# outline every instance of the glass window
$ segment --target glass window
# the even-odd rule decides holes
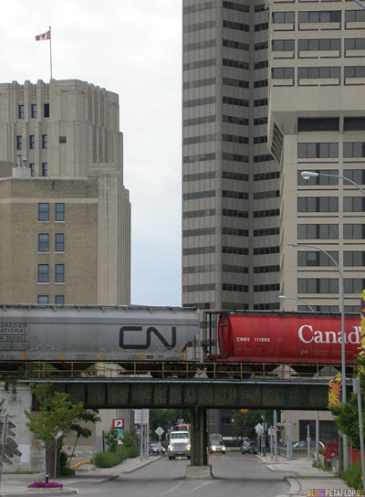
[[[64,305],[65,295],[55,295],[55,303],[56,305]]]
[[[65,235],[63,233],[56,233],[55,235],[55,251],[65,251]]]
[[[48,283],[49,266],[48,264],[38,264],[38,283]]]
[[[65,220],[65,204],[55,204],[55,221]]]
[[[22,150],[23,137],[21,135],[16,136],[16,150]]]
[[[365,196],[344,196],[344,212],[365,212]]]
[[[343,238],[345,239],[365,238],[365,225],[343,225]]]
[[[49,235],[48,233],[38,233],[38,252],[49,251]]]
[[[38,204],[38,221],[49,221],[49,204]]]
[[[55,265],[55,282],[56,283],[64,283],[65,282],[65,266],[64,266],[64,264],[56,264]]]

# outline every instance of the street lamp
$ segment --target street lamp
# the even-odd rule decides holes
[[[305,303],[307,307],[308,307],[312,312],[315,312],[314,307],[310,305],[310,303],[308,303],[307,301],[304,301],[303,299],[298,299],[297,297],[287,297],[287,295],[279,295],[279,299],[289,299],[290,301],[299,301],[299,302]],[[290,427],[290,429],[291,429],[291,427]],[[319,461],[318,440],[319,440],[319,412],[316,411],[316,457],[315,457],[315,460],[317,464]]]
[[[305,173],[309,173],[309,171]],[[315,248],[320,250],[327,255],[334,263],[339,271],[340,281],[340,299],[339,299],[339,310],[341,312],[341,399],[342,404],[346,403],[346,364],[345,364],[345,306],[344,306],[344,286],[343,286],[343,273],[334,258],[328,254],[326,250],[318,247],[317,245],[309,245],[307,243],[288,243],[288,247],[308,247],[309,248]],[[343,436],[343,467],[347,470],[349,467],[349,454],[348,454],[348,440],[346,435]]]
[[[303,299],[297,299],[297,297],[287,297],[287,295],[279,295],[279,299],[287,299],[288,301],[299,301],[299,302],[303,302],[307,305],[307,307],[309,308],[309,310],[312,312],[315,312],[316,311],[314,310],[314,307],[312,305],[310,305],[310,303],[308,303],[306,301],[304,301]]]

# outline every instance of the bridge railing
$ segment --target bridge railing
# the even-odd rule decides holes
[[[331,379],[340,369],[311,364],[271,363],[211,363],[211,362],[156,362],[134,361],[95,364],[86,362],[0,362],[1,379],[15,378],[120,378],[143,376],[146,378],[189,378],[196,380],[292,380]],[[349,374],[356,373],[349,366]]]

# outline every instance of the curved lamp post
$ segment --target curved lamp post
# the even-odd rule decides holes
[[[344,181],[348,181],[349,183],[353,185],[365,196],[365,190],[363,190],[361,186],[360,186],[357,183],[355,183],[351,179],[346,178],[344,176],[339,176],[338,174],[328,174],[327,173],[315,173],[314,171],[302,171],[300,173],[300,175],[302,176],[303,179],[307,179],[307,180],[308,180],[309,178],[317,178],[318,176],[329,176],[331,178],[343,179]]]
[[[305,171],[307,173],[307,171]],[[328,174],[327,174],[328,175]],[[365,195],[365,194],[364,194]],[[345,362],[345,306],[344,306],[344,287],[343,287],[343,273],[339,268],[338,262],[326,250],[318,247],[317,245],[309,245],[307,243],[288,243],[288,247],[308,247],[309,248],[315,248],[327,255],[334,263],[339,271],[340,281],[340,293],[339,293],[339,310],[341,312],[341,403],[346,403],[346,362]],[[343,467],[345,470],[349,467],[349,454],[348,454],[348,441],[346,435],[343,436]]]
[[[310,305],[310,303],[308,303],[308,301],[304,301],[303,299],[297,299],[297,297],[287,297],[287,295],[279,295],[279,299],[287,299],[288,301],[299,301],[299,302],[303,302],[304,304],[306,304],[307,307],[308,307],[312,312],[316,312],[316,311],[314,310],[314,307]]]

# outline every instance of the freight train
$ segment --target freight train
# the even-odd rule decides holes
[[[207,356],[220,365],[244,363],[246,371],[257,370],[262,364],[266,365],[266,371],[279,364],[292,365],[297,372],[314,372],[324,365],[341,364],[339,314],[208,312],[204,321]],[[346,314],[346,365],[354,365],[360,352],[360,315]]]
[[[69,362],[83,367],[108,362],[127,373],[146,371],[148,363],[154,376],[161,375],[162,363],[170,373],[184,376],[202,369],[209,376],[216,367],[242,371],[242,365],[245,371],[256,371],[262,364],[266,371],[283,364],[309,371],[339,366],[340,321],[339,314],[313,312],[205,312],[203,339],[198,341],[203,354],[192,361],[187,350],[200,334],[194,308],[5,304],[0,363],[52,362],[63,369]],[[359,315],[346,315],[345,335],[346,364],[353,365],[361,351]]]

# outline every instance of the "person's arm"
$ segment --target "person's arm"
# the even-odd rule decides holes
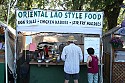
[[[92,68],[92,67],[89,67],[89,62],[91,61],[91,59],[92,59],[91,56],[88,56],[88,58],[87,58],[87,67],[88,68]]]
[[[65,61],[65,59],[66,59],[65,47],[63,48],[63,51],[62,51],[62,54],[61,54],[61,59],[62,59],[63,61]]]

• • • •

Your objective: Each line from the one that contains "# outline every instance of the freight train" through the end of the records should be restated exactly; include both end lines and leave any pictures out.

Exercise result:
# outline every instance of the freight train
$ segment --target freight train
# the even-odd rule decides holes
[[[207,356],[220,365],[244,363],[246,371],[257,370],[262,364],[266,365],[266,371],[279,364],[292,365],[297,372],[314,372],[324,365],[341,364],[339,314],[208,312],[204,321]],[[346,314],[346,365],[354,365],[360,352],[360,315]]]
[[[69,362],[83,367],[108,362],[127,373],[146,371],[148,363],[154,376],[161,375],[162,363],[170,373],[184,376],[202,369],[209,376],[216,367],[242,371],[242,365],[245,371],[256,371],[262,364],[266,371],[283,364],[309,371],[339,366],[340,321],[339,314],[313,312],[205,312],[203,339],[198,341],[203,354],[192,361],[187,350],[200,334],[194,308],[5,304],[0,363],[52,362],[63,369]],[[359,315],[346,315],[345,335],[346,364],[353,365],[361,351]]]

# outline every instance of the "person's arm"
$ segment --target "person's arm"
# the even-odd rule decides holes
[[[92,68],[92,67],[89,67],[89,62],[91,61],[91,59],[92,59],[91,56],[88,56],[88,58],[87,58],[87,67],[88,68]]]
[[[65,61],[65,59],[66,59],[65,47],[63,48],[63,51],[62,51],[62,54],[61,54],[61,59],[62,59],[63,61]]]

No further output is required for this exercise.